*Source records:*
========

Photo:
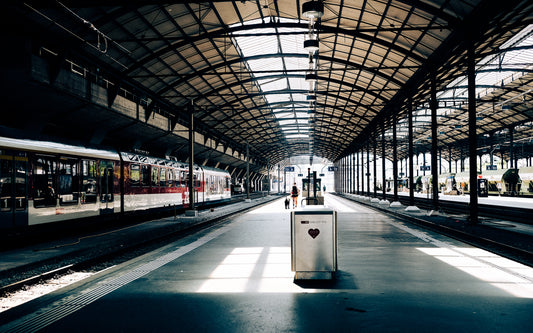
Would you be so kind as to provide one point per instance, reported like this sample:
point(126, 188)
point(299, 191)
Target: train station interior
point(417, 110)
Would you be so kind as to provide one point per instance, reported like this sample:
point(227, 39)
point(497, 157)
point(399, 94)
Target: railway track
point(509, 244)
point(121, 250)
point(514, 214)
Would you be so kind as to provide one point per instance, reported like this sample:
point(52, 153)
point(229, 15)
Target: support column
point(362, 171)
point(395, 202)
point(368, 168)
point(268, 175)
point(384, 200)
point(191, 211)
point(375, 169)
point(472, 135)
point(353, 173)
point(411, 207)
point(247, 172)
point(279, 179)
point(434, 144)
point(358, 166)
point(450, 159)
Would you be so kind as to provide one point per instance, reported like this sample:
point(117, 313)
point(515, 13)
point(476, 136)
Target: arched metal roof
point(243, 64)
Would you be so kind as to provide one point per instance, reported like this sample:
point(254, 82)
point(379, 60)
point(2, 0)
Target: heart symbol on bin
point(313, 232)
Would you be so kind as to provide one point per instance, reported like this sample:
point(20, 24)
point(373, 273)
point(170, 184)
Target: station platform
point(237, 278)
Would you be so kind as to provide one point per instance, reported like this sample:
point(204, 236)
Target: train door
point(106, 186)
point(13, 190)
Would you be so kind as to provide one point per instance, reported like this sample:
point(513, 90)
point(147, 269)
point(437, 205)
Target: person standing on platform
point(294, 194)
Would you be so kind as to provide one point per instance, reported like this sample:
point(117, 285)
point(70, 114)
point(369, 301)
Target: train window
point(68, 182)
point(135, 175)
point(196, 180)
point(21, 166)
point(44, 183)
point(145, 175)
point(183, 178)
point(107, 183)
point(170, 177)
point(155, 176)
point(6, 179)
point(163, 177)
point(88, 183)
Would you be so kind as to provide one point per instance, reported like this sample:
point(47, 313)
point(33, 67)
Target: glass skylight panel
point(288, 50)
point(287, 122)
point(490, 75)
point(272, 85)
point(297, 136)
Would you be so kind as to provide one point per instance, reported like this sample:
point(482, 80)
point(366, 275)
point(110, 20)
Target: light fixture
point(311, 45)
point(311, 77)
point(313, 9)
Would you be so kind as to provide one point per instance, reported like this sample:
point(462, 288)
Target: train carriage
point(43, 182)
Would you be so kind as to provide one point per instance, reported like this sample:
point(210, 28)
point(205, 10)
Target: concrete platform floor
point(237, 278)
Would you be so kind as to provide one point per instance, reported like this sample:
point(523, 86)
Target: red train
point(44, 182)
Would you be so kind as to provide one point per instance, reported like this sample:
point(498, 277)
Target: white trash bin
point(314, 243)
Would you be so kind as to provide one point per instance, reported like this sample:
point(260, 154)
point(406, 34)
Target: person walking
point(294, 194)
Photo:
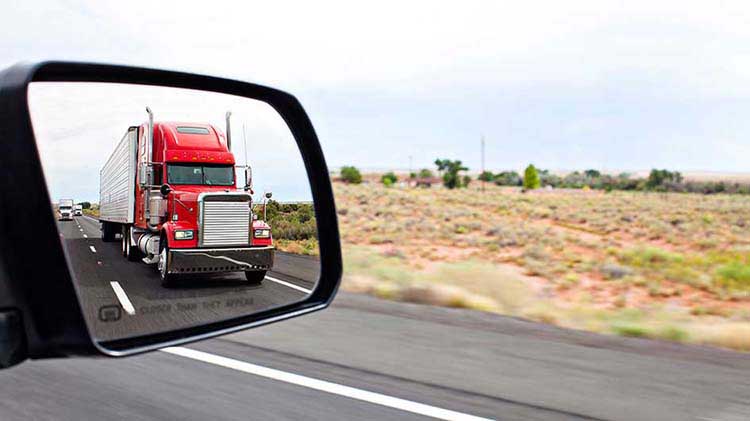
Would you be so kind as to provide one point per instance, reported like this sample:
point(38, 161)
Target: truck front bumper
point(220, 260)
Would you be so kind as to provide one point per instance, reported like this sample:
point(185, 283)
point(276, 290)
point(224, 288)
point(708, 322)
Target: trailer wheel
point(255, 276)
point(167, 279)
point(131, 253)
point(108, 232)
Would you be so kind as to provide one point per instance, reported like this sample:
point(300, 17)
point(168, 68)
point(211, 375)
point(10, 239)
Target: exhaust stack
point(150, 142)
point(229, 132)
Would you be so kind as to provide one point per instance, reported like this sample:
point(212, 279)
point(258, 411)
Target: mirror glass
point(175, 207)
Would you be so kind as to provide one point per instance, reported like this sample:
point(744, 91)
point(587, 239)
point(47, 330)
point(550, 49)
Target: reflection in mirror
point(164, 206)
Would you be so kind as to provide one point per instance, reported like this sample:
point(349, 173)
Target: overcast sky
point(566, 85)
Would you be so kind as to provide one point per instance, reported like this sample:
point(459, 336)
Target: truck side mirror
point(146, 174)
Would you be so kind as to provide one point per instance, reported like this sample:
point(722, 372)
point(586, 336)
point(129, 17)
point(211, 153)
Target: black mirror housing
point(39, 301)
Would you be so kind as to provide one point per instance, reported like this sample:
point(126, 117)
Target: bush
point(290, 221)
point(508, 178)
point(531, 178)
point(389, 179)
point(451, 176)
point(734, 275)
point(425, 173)
point(351, 175)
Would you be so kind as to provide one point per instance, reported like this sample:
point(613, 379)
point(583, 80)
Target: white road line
point(324, 386)
point(123, 298)
point(289, 284)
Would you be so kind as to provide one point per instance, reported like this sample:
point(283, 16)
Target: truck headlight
point(262, 233)
point(183, 234)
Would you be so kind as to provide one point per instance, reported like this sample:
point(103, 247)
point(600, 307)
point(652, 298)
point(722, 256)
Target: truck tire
point(255, 276)
point(108, 232)
point(132, 253)
point(167, 279)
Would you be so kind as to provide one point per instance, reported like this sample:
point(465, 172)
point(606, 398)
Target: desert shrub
point(389, 179)
point(486, 176)
point(531, 178)
point(290, 221)
point(508, 178)
point(451, 169)
point(351, 175)
point(735, 275)
point(425, 173)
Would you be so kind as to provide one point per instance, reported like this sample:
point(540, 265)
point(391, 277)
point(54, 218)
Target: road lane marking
point(323, 386)
point(289, 284)
point(123, 298)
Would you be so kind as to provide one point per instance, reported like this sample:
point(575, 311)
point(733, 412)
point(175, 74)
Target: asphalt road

========

*Stated goal:*
Repeat the records word for word. Any picture in them should be left out.

*Solution to this task:*
Photo:
Would you be so kind as to provide one point per instance, reported like this sample:
point(126, 188)
point(299, 191)
Target: train station interior
point(417, 110)
Would you be so kind as to provide one point per instance, reported like this sample:
point(227, 39)
point(497, 157)
point(399, 94)
Target: railway track
point(509, 244)
point(121, 250)
point(514, 214)
Would you be so kind as to provide one point per instance, reported like this sample:
point(52, 153)
point(229, 15)
Target: support column
point(362, 171)
point(395, 202)
point(368, 168)
point(268, 175)
point(384, 200)
point(191, 211)
point(375, 169)
point(472, 135)
point(353, 173)
point(411, 207)
point(247, 172)
point(279, 179)
point(434, 144)
point(358, 166)
point(450, 159)
Would you be so kind as to provide one point per instance, reported like this sample:
point(117, 313)
point(515, 13)
point(476, 136)
Target: arched metal roof
point(243, 64)
Would you be so kind as to provide one point per instance, reported like this sample:
point(254, 82)
point(379, 60)
point(2, 0)
Target: heart symbol on bin
point(313, 232)
Would you be so kind as to provide one point per instance, reported like this sample:
point(20, 24)
point(373, 273)
point(170, 184)
Target: station platform
point(237, 278)
Would you be so kind as to provide one point per instance, reported like this sample:
point(204, 236)
Target: train door
point(106, 186)
point(13, 190)
Would you be so kind as to provide one point per instance, reported like this sample:
point(513, 90)
point(147, 269)
point(437, 205)
Target: person standing on platform
point(294, 194)
Would you be so kind as to provide one point per instance, reported like this sample:
point(117, 285)
point(70, 114)
point(369, 301)
Target: train window
point(68, 182)
point(135, 175)
point(196, 180)
point(21, 166)
point(44, 183)
point(145, 175)
point(183, 178)
point(107, 183)
point(170, 177)
point(155, 176)
point(6, 179)
point(163, 177)
point(88, 183)
Would you be so kind as to provide one point per instance, reported like this sample:
point(47, 313)
point(33, 67)
Target: glass skylight panel
point(288, 50)
point(287, 122)
point(490, 75)
point(272, 85)
point(297, 136)
Would you be so kind as to provide one point per instance, reported like this sample:
point(482, 80)
point(366, 275)
point(110, 20)
Target: light fixture
point(311, 45)
point(311, 77)
point(313, 9)
Would you be so kind as to provide one point per instance, reported like this sample:
point(462, 288)
Target: train carriage
point(43, 182)
Would you be so kind as to provide one point per instance, reported like this sample:
point(210, 28)
point(205, 10)
Target: concrete platform floor
point(237, 278)
Would you be so kind as to provide one point per instance, reported like this sample:
point(523, 86)
Target: red train
point(44, 182)
Would you be so kind as to provide one point per instance, reported like this sample:
point(498, 277)
Target: white trash bin
point(314, 243)
Would you be so kind as to provide one point per instance, reported like this sample:
point(260, 154)
point(406, 34)
Target: person walking
point(294, 194)
Photo:
Would you be so kind as to provide one point per instance, reported like this sample:
point(38, 161)
Target: truck front bumper
point(220, 260)
Would you be so kind as to provide one point per instance, reported like this sample:
point(185, 283)
point(276, 290)
point(224, 288)
point(708, 322)
Target: trailer wheel
point(255, 276)
point(167, 279)
point(131, 253)
point(108, 232)
Would you be so kind as to provide one point per instance, reported like this sample:
point(300, 17)
point(168, 68)
point(211, 375)
point(10, 239)
Target: exhaust stack
point(150, 142)
point(229, 132)
Would you be so kind as to provide one point per instance, reported like this sample:
point(212, 279)
point(258, 411)
Target: mirror glass
point(175, 207)
Would you be so kind as to provide one point per instance, reported like this sample:
point(744, 91)
point(587, 239)
point(47, 330)
point(550, 49)
Target: reflection in mirror
point(164, 206)
Would you be so kind as to provide one point per instance, reported like this sample:
point(349, 173)
Target: overcast sky
point(566, 85)
Would you be so kind as to provide one point per instance, reported like this sample:
point(459, 336)
Target: truck side mirror
point(146, 174)
Would you be so kind as to provide one point per instance, reported like this sample:
point(722, 372)
point(586, 336)
point(129, 17)
point(211, 153)
Target: black mirror housing
point(39, 301)
Would you be so kind as to provide one point per instance, reported like this sample:
point(126, 117)
Target: bush
point(290, 221)
point(508, 178)
point(531, 178)
point(389, 179)
point(451, 176)
point(734, 275)
point(425, 173)
point(351, 175)
Would you be so kind as to provide one point per instance, reported like this sample:
point(613, 379)
point(583, 80)
Target: white road line
point(324, 386)
point(123, 298)
point(289, 284)
Would you be so kind as to provide one point per instance, reported like this sample:
point(283, 16)
Target: truck headlight
point(262, 233)
point(183, 234)
Would you be so kind as to provide one point per instance, reported like this sample:
point(103, 247)
point(600, 307)
point(652, 298)
point(722, 256)
Target: truck tire
point(255, 276)
point(108, 232)
point(132, 253)
point(167, 279)
Would you be so kind as to provide one point per instance, reported like this sample:
point(465, 172)
point(606, 398)
Target: desert shrub
point(389, 179)
point(486, 176)
point(531, 178)
point(290, 221)
point(508, 178)
point(451, 169)
point(351, 175)
point(735, 275)
point(425, 173)
Would you be so kind as to provide one point per instance, reported like this sample:
point(540, 265)
point(391, 277)
point(54, 218)
Target: road lane marking
point(323, 386)
point(289, 284)
point(123, 298)
Would you be so kind as to provide one point per instance, reported like this sample:
point(575, 311)
point(733, 412)
point(175, 74)
Target: asphalt road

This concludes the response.